◆ Study text

= = = = = = =

HIGH PERFORMANCE COMPUTING (HPC) & RESEARCH COMPUTING
ITS’ High Performance Computing group maintains various HPC (supercomputer) platforms and offers support for Mines faculty and students using using HPC systems in their research efforts. The goal of this service is to provide high quality HPC resources to help scientists do their science.
What we do:
In pursuit of its goal, the HPC group:
- Maintains several HPC platforms:
- Mio – Machine managed unde the condo paradigm (150+ Tflops)
- AuN (Golden) – Standard 144 node x86 based machine (50 Tflops)
- Wendian – Mines’ newest machine with 87 nodes, 5 with GPUS (350+ Tflops)
- Monitors the platforms for potential issues
- Installs user software on the HPC platforms
- Installs common libraries and community codes
- Maintains documentation
- Offers consulting services to enable more effective research
- Offers workshops covering HPC topics
- Provides help porting and optimizing applications
- Provides recommendations for more effective use HPC platforms
- Represents the Mines community at HPC related conferences
Where to find things?
This page describes how you can use Mines’ HPC resources, in particular:
- The module system for setting your environment
- Modules for compiling programs
- Compiling Programs
- Using the scheduler (Slurm)

= = = = = = =

◆ Data section
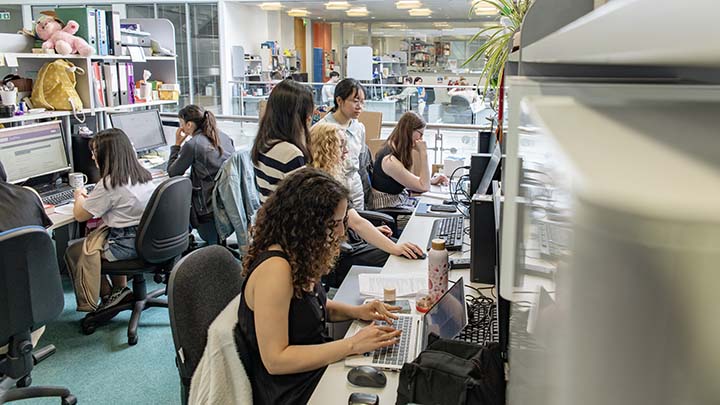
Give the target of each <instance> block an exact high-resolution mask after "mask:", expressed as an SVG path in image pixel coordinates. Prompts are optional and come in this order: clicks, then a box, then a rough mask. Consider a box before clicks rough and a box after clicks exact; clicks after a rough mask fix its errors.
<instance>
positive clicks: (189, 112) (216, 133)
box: [178, 104, 223, 156]
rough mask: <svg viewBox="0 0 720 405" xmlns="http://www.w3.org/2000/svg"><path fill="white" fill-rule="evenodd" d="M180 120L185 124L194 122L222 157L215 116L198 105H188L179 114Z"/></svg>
mask: <svg viewBox="0 0 720 405" xmlns="http://www.w3.org/2000/svg"><path fill="white" fill-rule="evenodd" d="M178 118H180V119H182V120H183V121H185V122H193V123H195V126H196V127H197V129H199V130H200V131H202V133H203V135H205V137H206V138H208V140H210V143H211V144H212V146H213V147H215V149H217V150H218V152H219V153H220V156H222V153H223V150H222V146H221V145H220V131H219V130H218V127H217V121H216V120H215V114H213V113H212V112H210V111H208V110H205V109H203V108H202V107H200V106H198V105H194V104H191V105H188V106H185V107H183V108H182V109H181V110H180V111H179V112H178Z"/></svg>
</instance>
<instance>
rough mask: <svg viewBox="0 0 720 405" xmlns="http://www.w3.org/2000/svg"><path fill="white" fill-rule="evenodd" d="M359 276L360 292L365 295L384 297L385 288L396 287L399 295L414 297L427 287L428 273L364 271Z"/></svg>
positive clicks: (395, 295)
mask: <svg viewBox="0 0 720 405" xmlns="http://www.w3.org/2000/svg"><path fill="white" fill-rule="evenodd" d="M358 277H359V282H360V294H361V295H365V296H371V297H380V298H382V296H383V292H384V291H383V289H385V288H394V289H395V296H397V297H414V296H415V294H416V293H417V292H418V291H420V290H423V289H427V273H406V274H377V273H363V274H360V275H359V276H358Z"/></svg>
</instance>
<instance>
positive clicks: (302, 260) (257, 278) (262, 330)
mask: <svg viewBox="0 0 720 405" xmlns="http://www.w3.org/2000/svg"><path fill="white" fill-rule="evenodd" d="M348 198H349V196H348V191H347V189H345V187H343V186H342V185H341V184H340V183H339V182H338V181H337V180H335V179H333V178H332V177H330V176H329V175H327V174H325V173H323V172H321V171H319V170H316V169H302V170H300V171H298V172H296V173H294V174H292V175H290V176H289V177H287V178H286V179H285V180H284V181H283V182H282V183H281V184H280V186H279V187H278V189H277V190H276V191H275V193H273V194H272V195H271V197H270V198H269V199H268V200H267V201H266V202H265V204H263V206H262V207H261V208H260V210H259V211H258V214H257V220H256V222H255V226H254V227H253V229H252V231H251V233H252V241H253V242H252V244H251V246H250V248H249V250H248V253H247V255H245V257H244V258H243V268H244V269H245V270H244V271H243V273H244V275H245V276H246V279H245V284H244V285H243V296H242V300H241V301H240V307H239V310H238V325H237V328H236V331H235V332H236V333H235V335H236V343H237V345H238V352H239V355H240V358H241V360H242V361H243V364H244V366H245V369H246V371H247V373H248V376H249V378H250V381H251V384H252V389H253V402H254V403H255V404H279V403H282V404H291V403H292V404H296V403H306V402H307V401H308V400H309V399H310V396H311V395H312V392H313V390H314V389H315V386H316V385H317V383H318V382H319V381H320V378H321V377H322V374H323V372H324V371H325V367H326V366H327V365H328V364H330V363H332V362H335V361H338V360H341V359H343V358H345V357H346V356H348V355H350V354H358V353H365V352H368V351H372V350H375V349H377V348H379V347H386V346H390V345H393V344H395V343H397V337H398V336H399V333H400V332H399V331H396V330H394V329H393V328H390V327H381V326H377V325H375V324H371V325H370V326H367V327H365V328H363V329H362V330H361V331H360V332H358V334H356V335H355V336H353V337H351V338H348V339H343V340H339V341H334V342H333V341H331V339H330V338H329V337H328V335H327V333H326V326H325V323H326V322H328V321H339V320H345V319H355V318H357V319H364V320H373V319H382V320H386V321H391V320H392V319H393V318H396V317H395V315H393V314H391V312H390V311H391V310H397V309H399V308H397V307H390V306H387V305H385V304H383V303H381V302H379V301H375V302H372V303H369V304H365V305H362V306H352V305H347V304H342V303H336V302H333V301H331V300H328V299H327V297H326V296H325V290H324V289H323V288H322V286H321V285H320V278H321V277H322V276H323V275H325V274H327V273H328V272H329V270H330V269H331V268H332V265H333V262H334V260H335V257H336V256H337V254H338V252H339V245H340V242H341V240H342V238H343V237H344V235H345V226H346V222H347V204H348Z"/></svg>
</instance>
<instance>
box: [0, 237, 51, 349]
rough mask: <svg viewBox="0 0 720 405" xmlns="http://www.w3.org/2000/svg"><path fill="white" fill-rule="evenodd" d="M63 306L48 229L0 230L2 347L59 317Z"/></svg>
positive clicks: (1, 321) (50, 239)
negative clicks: (16, 336) (27, 331)
mask: <svg viewBox="0 0 720 405" xmlns="http://www.w3.org/2000/svg"><path fill="white" fill-rule="evenodd" d="M64 305H65V299H64V297H63V290H62V283H61V281H60V270H59V268H58V262H57V257H56V255H55V247H54V245H53V242H52V240H51V239H50V235H48V233H47V231H46V230H45V228H42V227H39V226H26V227H22V228H17V229H12V230H9V231H6V232H2V233H0V346H2V345H6V344H7V343H8V341H9V340H10V338H11V337H12V336H13V335H16V334H18V333H21V332H26V331H30V330H35V329H37V328H39V327H40V326H42V325H45V324H47V323H48V322H50V321H51V320H53V319H55V318H57V317H58V316H59V315H60V313H61V312H62V310H63V307H64Z"/></svg>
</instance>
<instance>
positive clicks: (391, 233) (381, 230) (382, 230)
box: [376, 225, 392, 238]
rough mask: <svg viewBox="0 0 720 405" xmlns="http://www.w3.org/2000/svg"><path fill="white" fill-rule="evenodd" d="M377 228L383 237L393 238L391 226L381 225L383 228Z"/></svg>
mask: <svg viewBox="0 0 720 405" xmlns="http://www.w3.org/2000/svg"><path fill="white" fill-rule="evenodd" d="M376 228H377V229H378V231H380V233H382V234H383V235H385V236H387V237H388V238H389V237H391V236H392V229H390V227H389V226H387V225H381V226H378V227H376Z"/></svg>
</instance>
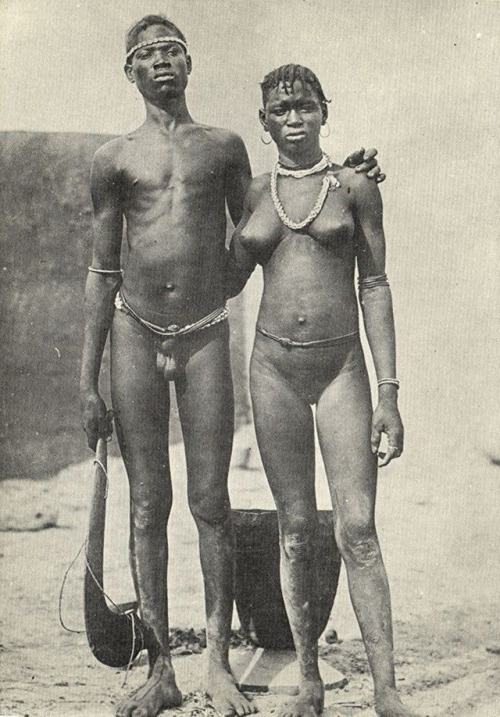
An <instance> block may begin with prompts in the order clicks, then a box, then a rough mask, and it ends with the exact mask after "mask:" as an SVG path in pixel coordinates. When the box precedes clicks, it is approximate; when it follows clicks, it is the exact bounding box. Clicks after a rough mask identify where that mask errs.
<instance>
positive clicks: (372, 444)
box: [370, 426, 382, 453]
mask: <svg viewBox="0 0 500 717" xmlns="http://www.w3.org/2000/svg"><path fill="white" fill-rule="evenodd" d="M381 436H382V434H381V431H379V429H378V428H376V427H375V426H372V435H371V439H370V442H371V445H372V453H376V452H377V451H378V447H379V445H380V438H381Z"/></svg>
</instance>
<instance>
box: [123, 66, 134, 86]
mask: <svg viewBox="0 0 500 717" xmlns="http://www.w3.org/2000/svg"><path fill="white" fill-rule="evenodd" d="M123 71H124V72H125V75H126V77H127V80H128V81H129V82H132V84H134V82H135V80H134V75H133V73H132V65H129V64H126V65H125V67H124V68H123Z"/></svg>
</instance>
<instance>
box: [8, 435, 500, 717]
mask: <svg viewBox="0 0 500 717" xmlns="http://www.w3.org/2000/svg"><path fill="white" fill-rule="evenodd" d="M249 436H250V434H249V433H248V432H245V431H241V432H240V434H239V435H238V437H237V441H236V448H235V452H234V459H233V460H234V465H233V468H232V472H231V492H232V501H233V506H234V507H239V508H270V507H272V501H271V498H270V495H269V492H268V490H267V487H266V484H265V479H264V476H263V473H262V471H261V470H260V468H259V463H258V459H257V458H256V456H255V446H254V444H253V442H252V439H251V437H249ZM410 456H411V457H410ZM172 457H173V460H172V463H173V468H174V470H173V474H174V478H175V503H174V510H173V514H172V519H171V524H170V528H169V536H170V545H171V566H170V572H169V582H170V585H169V593H170V614H171V624H172V625H173V626H179V627H193V628H195V629H199V628H200V627H202V626H203V598H202V585H201V578H200V571H199V564H198V550H197V542H196V532H195V529H194V526H193V523H192V521H191V519H190V517H189V514H188V513H187V507H186V497H185V468H184V459H183V455H182V447H181V446H175V447H174V448H173V451H172ZM242 465H243V466H244V467H242ZM109 468H110V470H109V472H110V478H111V485H110V493H109V497H108V514H107V525H108V530H107V537H106V554H105V557H106V574H105V587H106V590H107V591H108V593H109V594H110V595H111V596H112V597H113V599H114V600H115V601H117V602H122V601H123V602H124V601H128V600H131V599H132V598H133V590H132V583H131V578H130V573H129V568H128V563H127V533H128V528H127V508H126V505H127V493H126V480H125V474H124V470H123V467H122V464H121V461H119V460H118V459H111V460H110V466H109ZM318 472H319V476H318V495H319V504H320V507H328V501H327V497H326V491H325V487H324V483H323V478H322V473H321V470H319V471H318ZM91 475H92V464H91V462H90V461H88V462H85V463H82V464H79V465H75V466H72V467H70V468H67V469H65V470H63V471H62V472H60V473H59V474H58V475H56V476H54V477H53V478H51V479H48V480H44V481H31V480H11V481H5V482H4V483H2V484H1V487H0V492H1V494H2V498H1V505H2V508H1V511H0V525H1V528H2V530H4V531H5V532H3V533H2V535H1V561H0V565H1V576H2V588H1V595H0V597H1V609H0V616H1V618H0V619H1V629H2V637H1V646H0V650H1V653H0V654H1V664H2V678H1V697H0V715H1V716H2V717H3V716H5V715H12V716H14V715H15V716H16V717H17V716H21V715H26V716H28V715H29V717H42V716H45V715H60V716H61V717H62V716H64V717H72V715H78V716H82V717H83V716H88V717H100V716H101V715H102V716H104V715H111V714H112V713H113V707H114V705H115V704H116V703H117V701H119V700H120V699H121V698H122V697H123V696H124V695H125V694H126V692H127V691H129V690H131V689H133V688H134V687H135V686H137V685H138V684H140V682H141V681H142V679H143V676H144V671H145V666H144V665H145V659H144V657H143V656H141V657H140V658H139V660H138V661H137V663H136V664H135V665H134V666H133V667H132V669H131V670H130V672H129V674H128V676H127V684H126V685H125V686H123V682H124V678H125V671H124V670H117V669H113V668H109V667H105V666H103V665H101V664H100V663H98V662H97V661H96V660H95V659H94V657H93V656H92V654H91V652H90V650H89V648H88V646H87V642H86V638H85V635H84V634H81V633H80V634H75V633H69V632H66V631H65V630H63V628H62V627H61V625H60V624H59V617H58V601H59V590H60V586H61V581H62V579H63V575H64V573H65V570H66V568H67V566H68V565H69V563H70V562H71V560H72V559H73V558H74V556H75V555H76V553H77V551H78V549H79V547H80V545H81V543H82V541H83V539H84V535H85V529H86V521H87V509H88V501H89V495H90V488H91V483H92V481H91ZM499 491H500V467H499V466H498V465H494V463H493V462H492V460H491V459H490V458H489V457H488V456H487V455H485V454H483V453H481V452H478V451H473V450H456V447H453V446H449V447H447V446H446V445H443V446H442V448H441V455H439V456H436V453H435V451H428V450H427V448H425V449H424V448H423V449H422V450H420V452H419V451H417V450H416V449H415V448H414V450H413V453H412V454H411V453H410V455H409V456H403V458H402V459H401V460H400V461H399V464H398V465H394V466H393V467H392V466H391V467H389V468H388V469H386V470H385V472H384V473H383V474H382V475H381V480H380V488H379V496H378V526H379V534H380V539H381V543H382V547H383V551H384V556H385V561H386V565H387V569H388V572H389V578H390V582H391V588H392V597H393V613H394V618H395V649H396V664H397V680H398V685H399V687H400V689H401V692H402V694H403V696H404V699H405V701H406V703H407V704H408V705H409V706H411V707H412V708H413V709H414V710H415V711H416V712H417V713H418V714H419V715H448V716H457V717H458V716H460V715H472V716H473V717H498V715H500V654H498V648H499V647H500V629H499V628H500V610H499V605H500V599H499V595H498V591H499V586H500V580H499V565H498V549H499V545H500V521H499V520H498V505H499ZM82 572H83V565H82V561H81V557H80V558H79V559H78V560H77V561H76V563H75V566H74V568H73V569H72V571H71V572H70V573H69V575H68V580H67V584H66V588H65V592H64V595H63V600H62V614H63V619H64V622H65V623H66V624H67V625H68V626H69V627H71V628H73V629H78V630H81V629H82V628H83V615H82ZM332 628H334V629H335V630H337V632H338V635H339V638H340V642H339V643H337V644H328V643H327V642H326V641H325V640H324V638H322V639H321V654H322V656H323V657H324V658H325V660H327V661H328V662H329V663H330V664H331V665H332V666H334V667H335V668H337V669H338V670H340V671H341V672H342V673H343V674H344V675H345V676H346V677H347V679H348V684H347V686H346V687H345V688H344V689H342V690H333V691H331V692H329V693H328V694H327V706H326V710H325V715H327V717H334V716H335V715H360V716H363V717H364V716H365V715H366V716H367V717H368V715H373V714H374V712H373V709H372V688H371V679H370V676H369V673H368V668H367V662H366V658H365V653H364V649H363V644H362V642H361V641H360V639H359V633H358V630H357V626H356V621H355V619H354V616H353V613H352V610H351V607H350V603H349V598H348V595H347V590H346V585H345V576H344V575H342V578H341V584H340V587H339V591H338V594H337V599H336V604H335V606H334V610H333V613H332V616H331V619H330V623H329V626H328V629H329V630H331V629H332ZM495 648H496V649H497V651H496V652H495ZM202 662H203V656H202V655H188V656H177V657H176V658H175V666H176V671H177V673H178V679H179V683H180V687H181V689H182V691H183V693H184V694H186V695H187V696H188V697H187V700H186V705H185V707H184V710H183V713H184V714H191V715H209V714H213V713H212V712H211V710H210V709H209V707H208V706H207V705H206V703H204V701H203V699H201V700H200V699H198V698H199V696H200V694H201V690H202V688H203V669H202V664H201V663H202ZM282 701H283V698H282V697H257V698H256V702H257V705H258V706H259V709H260V712H261V714H263V715H271V714H275V712H276V709H277V707H278V706H279V705H280V704H281V703H282Z"/></svg>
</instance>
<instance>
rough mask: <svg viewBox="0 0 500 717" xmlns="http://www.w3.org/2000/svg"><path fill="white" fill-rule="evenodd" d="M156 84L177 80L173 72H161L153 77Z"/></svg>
mask: <svg viewBox="0 0 500 717" xmlns="http://www.w3.org/2000/svg"><path fill="white" fill-rule="evenodd" d="M153 79H154V81H155V82H167V81H168V80H173V79H175V75H174V73H173V72H161V73H158V74H157V75H155V76H154V77H153Z"/></svg>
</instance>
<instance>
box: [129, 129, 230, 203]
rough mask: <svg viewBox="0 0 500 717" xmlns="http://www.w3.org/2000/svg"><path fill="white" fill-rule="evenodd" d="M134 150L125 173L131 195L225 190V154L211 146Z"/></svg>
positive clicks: (194, 142)
mask: <svg viewBox="0 0 500 717" xmlns="http://www.w3.org/2000/svg"><path fill="white" fill-rule="evenodd" d="M134 149H135V150H136V151H134V152H131V153H130V155H129V156H128V157H127V161H126V164H125V167H124V172H123V174H124V183H125V186H126V187H127V188H128V190H129V191H130V192H133V193H139V194H142V193H143V192H155V191H169V190H176V191H183V190H184V191H189V190H191V189H196V190H197V191H200V190H202V191H208V192H211V191H216V190H218V189H222V187H223V181H224V175H225V164H226V163H225V161H224V156H223V153H222V152H220V151H219V152H217V149H216V147H214V146H213V144H211V143H203V142H199V141H191V142H190V141H183V142H182V143H177V144H176V143H165V144H161V143H157V144H154V143H148V144H145V145H143V146H142V147H140V148H134Z"/></svg>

= = = = = = =

◆ What to do
#1 Transcribe the entire high performance computing page word for word, from its heading through its final line.
#2 Gather every line of the records that contains the string "pixel".

◆ Solutions in order
#1
HIGH PERFORMANCE COMPUTING (HPC) & RESEARCH COMPUTING
ITS’ High Performance Computing group maintains various HPC (supercomputer) platforms and offers support for Mines faculty and students using using HPC systems in their research efforts. The goal of this service is to provide high quality HPC resources to help scientists do their science.
What we do:
In pursuit of its goal, the HPC group:
- Maintains several HPC platforms:
- Mio – Machine managed unde the condo paradigm (150+ Tflops)
- AuN (Golden) – Standard 144 node x86 based machine (50 Tflops)
- Wendian – Mines’ newest machine with 87 nodes, 5 with GPUS (350+ Tflops)
- Monitors the platforms for potential issues
- Installs user software on the HPC platforms
- Installs common libraries and community codes
- Maintains documentation
- Offers consulting services to enable more effective research
- Offers workshops covering HPC topics
- Provides help porting and optimizing applications
- Provides recommendations for more effective use HPC platforms
- Represents the Mines community at HPC related conferences
Where to find things?
This page describes how you can use Mines’ HPC resources, in particular:
- The module system for setting your environment
- Modules for compiling programs
- Compiling Programs
- Using the scheduler (Slurm)

#2
Give the target of each <instance> block an exact high-resolution mask after "mask:", expressed as an SVG path in image pixel coordinates. Prompts are optional and come in this order: clicks, then a box, then a rough mask. Consider a box before clicks rough and a box after clicks exact; clicks after a rough mask fix its errors.
An <instance> block may begin with prompts in the order clicks, then a box, then a rough mask, and it ends with the exact mask after "mask:" as an SVG path in pixel coordinates. When the box precedes clicks, it is approximate; when it follows clicks, it is the exact bounding box. Clicks after a rough mask identify where that mask errs.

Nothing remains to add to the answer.